An exact repetition of the records is required. Leave nothing out.

Saved entries:
>>>

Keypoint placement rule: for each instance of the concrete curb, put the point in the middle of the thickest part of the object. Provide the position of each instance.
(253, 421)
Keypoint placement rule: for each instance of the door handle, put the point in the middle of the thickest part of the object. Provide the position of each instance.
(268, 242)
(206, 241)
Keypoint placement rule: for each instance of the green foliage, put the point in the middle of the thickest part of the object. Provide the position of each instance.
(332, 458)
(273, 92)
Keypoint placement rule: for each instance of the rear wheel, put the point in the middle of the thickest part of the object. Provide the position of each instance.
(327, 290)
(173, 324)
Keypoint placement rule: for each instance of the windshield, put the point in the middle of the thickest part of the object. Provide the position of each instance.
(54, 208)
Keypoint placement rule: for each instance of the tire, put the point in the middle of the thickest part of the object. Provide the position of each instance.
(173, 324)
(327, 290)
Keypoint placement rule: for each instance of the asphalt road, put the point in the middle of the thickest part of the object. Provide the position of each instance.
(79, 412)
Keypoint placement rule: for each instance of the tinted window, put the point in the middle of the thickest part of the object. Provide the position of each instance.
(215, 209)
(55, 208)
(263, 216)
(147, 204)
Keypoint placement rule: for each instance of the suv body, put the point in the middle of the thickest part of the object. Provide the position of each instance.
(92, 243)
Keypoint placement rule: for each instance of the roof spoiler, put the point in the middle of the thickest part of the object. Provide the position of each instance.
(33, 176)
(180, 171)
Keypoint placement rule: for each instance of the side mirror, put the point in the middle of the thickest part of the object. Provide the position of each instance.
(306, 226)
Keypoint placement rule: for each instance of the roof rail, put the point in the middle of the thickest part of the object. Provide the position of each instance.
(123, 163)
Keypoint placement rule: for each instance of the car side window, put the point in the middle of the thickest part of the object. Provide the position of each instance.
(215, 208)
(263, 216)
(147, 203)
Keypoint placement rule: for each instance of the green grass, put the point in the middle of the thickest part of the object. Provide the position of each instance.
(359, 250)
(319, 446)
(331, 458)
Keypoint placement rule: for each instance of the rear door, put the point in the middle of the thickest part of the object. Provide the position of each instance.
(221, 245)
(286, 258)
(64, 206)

<<<

YOUR RESPONSE:
Keypoint placement rule: for each instance of the concrete curb, put the point in the middle of the thickest part of the object. Provide the position of each instance.
(253, 421)
Keypoint placement rule: for each instance of the door handle, put the point in the middle of the thickest part of the object. Provide the position of each instance.
(268, 242)
(206, 241)
Keypoint placement rule: for each instance of the green foliage, put the point in the middle of the thickest part of the object. Provide the position of each instance.
(332, 458)
(273, 92)
Keypoint placement rule: for each instance of the rear wheel, put the point in the middle of the thickest part of the object. Provide the position of each instance.
(327, 290)
(173, 324)
Keypoint placement rule: for each instance of the windshield, put the point in the middle of the thickest part of the object. Provide the position of each instance.
(54, 208)
Keypoint placement rule: for each instance of the tire, put the point in the middle of the thickest part of the object. Provide the position of each instance.
(173, 324)
(327, 290)
Keypoint placement rule: for each instance of the asphalt road, put the point in the middle of the thickest part of the object. Provide the position of each instance.
(79, 412)
Keypoint placement rule: for each instance of the tinted window, put the point in the middle of the thickest part of the object. Provide the position of each instance.
(215, 209)
(55, 208)
(263, 216)
(147, 204)
Keypoint placement rule: for each instance of the suv body, put the point in the middle of the thickest part of the object. Provide the position of each instance.
(92, 243)
Keypoint placement rule: for each instance of the roof spoiler, put the point in the middle of the thickest part of the object. Provide the position of each instance.
(33, 176)
(180, 171)
Keypoint placement rule: for each instance of the side mirror, put the point in the middle of the thickest part of the object. Provide the position of each instance.
(306, 226)
Keypoint placement rule: for each instance of the roof rail, put the point in the middle of the thickest part of the object. Provide the position of each instance.
(123, 163)
Keypoint placement rule: for each instance of the car side window, put the point in the middle of the thickest part of the object. Provide the position of each instance.
(215, 208)
(263, 216)
(147, 203)
Keypoint placement rule: for each instance of the green grass, put the point in the middle of the thickest part of the object. Provide the position of each instance.
(359, 250)
(319, 446)
(331, 458)
Keypoint placement rule: for each instance of the rear door, put the point in the middle of the thickest part of the object. Provide the position of each instance.
(221, 245)
(286, 258)
(64, 206)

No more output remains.